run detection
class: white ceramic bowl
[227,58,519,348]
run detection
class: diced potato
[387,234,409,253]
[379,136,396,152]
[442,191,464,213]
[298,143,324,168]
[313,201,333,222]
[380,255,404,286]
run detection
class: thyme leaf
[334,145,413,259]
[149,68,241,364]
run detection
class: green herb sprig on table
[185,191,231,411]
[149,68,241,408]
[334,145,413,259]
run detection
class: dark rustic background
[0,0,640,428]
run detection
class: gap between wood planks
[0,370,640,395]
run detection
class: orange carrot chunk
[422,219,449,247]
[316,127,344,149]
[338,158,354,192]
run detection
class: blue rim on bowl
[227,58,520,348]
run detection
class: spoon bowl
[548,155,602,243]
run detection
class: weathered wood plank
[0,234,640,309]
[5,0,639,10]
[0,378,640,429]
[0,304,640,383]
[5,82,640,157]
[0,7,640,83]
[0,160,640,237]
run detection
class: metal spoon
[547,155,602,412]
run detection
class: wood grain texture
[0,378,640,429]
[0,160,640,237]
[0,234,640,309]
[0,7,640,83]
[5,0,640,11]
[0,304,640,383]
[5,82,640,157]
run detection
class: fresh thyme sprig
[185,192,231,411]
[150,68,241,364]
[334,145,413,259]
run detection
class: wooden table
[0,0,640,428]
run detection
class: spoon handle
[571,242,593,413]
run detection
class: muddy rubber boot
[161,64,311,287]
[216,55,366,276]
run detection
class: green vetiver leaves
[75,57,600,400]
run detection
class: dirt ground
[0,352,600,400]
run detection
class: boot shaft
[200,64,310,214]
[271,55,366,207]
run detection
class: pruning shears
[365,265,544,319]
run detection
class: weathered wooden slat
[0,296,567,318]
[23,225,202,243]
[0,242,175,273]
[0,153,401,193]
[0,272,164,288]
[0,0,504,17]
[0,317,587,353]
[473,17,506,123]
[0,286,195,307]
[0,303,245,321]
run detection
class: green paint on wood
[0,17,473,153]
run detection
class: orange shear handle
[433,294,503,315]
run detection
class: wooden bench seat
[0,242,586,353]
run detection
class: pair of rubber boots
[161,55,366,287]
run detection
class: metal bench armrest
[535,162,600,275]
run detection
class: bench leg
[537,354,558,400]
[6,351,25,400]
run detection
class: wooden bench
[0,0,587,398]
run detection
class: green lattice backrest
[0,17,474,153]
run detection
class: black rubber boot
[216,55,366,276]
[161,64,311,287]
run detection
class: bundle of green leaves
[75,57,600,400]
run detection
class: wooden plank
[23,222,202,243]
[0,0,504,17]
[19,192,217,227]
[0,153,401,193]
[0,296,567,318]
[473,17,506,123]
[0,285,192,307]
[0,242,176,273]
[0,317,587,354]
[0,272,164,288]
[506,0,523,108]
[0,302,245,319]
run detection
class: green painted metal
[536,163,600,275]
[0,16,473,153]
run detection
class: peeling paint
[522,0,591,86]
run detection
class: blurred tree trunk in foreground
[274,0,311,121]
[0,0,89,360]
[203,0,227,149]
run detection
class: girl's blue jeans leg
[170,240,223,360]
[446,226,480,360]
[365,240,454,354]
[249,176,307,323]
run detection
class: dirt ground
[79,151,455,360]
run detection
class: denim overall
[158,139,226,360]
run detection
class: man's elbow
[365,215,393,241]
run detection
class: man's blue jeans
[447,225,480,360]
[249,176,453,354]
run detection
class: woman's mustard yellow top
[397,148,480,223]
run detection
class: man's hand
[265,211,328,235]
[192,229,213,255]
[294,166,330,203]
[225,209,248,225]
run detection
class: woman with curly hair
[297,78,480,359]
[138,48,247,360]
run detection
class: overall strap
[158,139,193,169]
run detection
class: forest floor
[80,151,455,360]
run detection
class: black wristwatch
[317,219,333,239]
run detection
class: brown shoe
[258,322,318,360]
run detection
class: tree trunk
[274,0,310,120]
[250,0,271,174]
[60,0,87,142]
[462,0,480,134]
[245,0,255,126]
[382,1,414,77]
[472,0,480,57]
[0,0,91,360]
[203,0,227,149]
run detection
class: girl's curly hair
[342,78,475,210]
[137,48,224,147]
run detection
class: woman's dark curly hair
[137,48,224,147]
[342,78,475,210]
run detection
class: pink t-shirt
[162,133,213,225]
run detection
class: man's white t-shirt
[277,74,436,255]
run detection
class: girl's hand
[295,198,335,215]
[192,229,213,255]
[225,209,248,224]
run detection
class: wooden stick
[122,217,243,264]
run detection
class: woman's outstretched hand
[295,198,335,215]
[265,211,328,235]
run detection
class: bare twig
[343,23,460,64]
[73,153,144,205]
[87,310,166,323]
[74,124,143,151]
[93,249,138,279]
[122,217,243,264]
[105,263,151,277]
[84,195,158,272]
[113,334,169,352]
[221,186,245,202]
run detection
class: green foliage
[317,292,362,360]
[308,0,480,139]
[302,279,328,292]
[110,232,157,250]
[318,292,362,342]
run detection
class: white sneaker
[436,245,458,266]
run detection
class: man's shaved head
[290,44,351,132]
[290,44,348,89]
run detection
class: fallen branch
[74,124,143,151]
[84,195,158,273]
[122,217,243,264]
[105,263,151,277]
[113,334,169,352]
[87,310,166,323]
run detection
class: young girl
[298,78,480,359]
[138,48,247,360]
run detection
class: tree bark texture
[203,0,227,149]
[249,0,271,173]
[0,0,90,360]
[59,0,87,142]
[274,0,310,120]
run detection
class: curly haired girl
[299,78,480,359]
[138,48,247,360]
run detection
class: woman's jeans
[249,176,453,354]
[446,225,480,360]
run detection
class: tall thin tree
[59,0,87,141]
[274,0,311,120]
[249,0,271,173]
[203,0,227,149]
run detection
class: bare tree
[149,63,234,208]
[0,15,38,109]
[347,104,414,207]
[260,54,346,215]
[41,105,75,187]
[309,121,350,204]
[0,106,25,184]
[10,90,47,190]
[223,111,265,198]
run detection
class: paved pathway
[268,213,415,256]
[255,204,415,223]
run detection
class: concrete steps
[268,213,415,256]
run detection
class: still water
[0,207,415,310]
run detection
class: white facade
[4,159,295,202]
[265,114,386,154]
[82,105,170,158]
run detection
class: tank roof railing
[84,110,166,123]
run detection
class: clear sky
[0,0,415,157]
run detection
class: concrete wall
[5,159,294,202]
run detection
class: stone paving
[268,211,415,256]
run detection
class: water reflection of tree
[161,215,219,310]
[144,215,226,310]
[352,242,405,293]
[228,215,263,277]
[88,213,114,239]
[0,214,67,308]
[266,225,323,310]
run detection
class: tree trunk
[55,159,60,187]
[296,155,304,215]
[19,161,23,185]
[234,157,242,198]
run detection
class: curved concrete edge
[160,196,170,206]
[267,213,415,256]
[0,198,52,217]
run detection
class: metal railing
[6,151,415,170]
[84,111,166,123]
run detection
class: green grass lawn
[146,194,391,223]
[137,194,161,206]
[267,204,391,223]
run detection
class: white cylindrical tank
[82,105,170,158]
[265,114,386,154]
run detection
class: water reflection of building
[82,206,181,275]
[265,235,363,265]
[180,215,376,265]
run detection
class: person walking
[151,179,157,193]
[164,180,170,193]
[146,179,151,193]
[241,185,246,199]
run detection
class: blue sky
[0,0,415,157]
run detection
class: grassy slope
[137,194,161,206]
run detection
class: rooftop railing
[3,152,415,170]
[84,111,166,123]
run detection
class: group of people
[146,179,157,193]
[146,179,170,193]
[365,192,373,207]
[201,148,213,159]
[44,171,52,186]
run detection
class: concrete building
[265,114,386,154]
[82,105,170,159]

◇ ◇ ◇ ◇

Given exercise - Which lines in the records above contain the string "girl"? Copy each such line, with uppercase and lowercase treated as different.

Output for this exercise -
class: girl's blue jeans leg
class: girl's curly hair
class: girl's hand
class: young girl
class: curly haired girl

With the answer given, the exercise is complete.